* [TASK OBJECTIVE]: Count the rows below that contain the string "every", treating case as significant, and give only the number.

* [RAW RECORDS]:
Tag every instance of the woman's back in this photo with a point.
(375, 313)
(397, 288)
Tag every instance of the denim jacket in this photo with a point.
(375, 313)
==
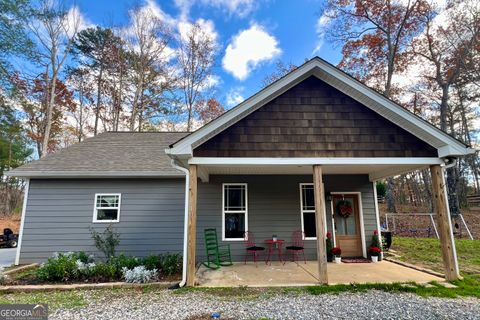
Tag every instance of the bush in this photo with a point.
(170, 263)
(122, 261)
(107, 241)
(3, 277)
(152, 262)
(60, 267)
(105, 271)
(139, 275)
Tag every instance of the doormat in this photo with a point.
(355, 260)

* [EXERCISE OUTPUT]: 4